— begin —
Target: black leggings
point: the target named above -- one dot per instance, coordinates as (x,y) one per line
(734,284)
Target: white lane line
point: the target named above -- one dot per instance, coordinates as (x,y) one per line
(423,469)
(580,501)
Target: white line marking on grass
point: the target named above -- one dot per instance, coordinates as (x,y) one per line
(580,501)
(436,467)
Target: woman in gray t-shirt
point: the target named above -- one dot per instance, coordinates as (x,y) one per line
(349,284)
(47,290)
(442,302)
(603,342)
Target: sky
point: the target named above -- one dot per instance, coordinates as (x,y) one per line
— end —
Rewrite the material above as a Markdown table with two columns, Row and Line. Number each row and leave out any blank lines.

| Row | Line |
|---|---|
| 1 | Target: black leggings |
| 2 | point: the target named above -- one dot per instance, coordinates as (x,y) one per line |
| 3 | (734,284) |
| 4 | Target: white lane line |
| 5 | point: the target named above -- one dot per instance, coordinates as (x,y) one per line |
| 6 | (423,469) |
| 7 | (580,501) |
| 8 | Target: white line marking on grass |
| 9 | point: the target named above -- one dot per instance, coordinates as (x,y) one per line |
| 10 | (580,501) |
| 11 | (436,467) |
| 12 | Target: woman in gray t-shirt |
| 13 | point: the target named above -- one dot per instance, coordinates as (x,y) one per line |
| 14 | (349,284) |
| 15 | (47,290) |
| 16 | (442,302) |
| 17 | (603,342) |
| 18 | Target: sky |
| 19 | point: the target named above -- one dot per instance, coordinates as (x,y) one per line |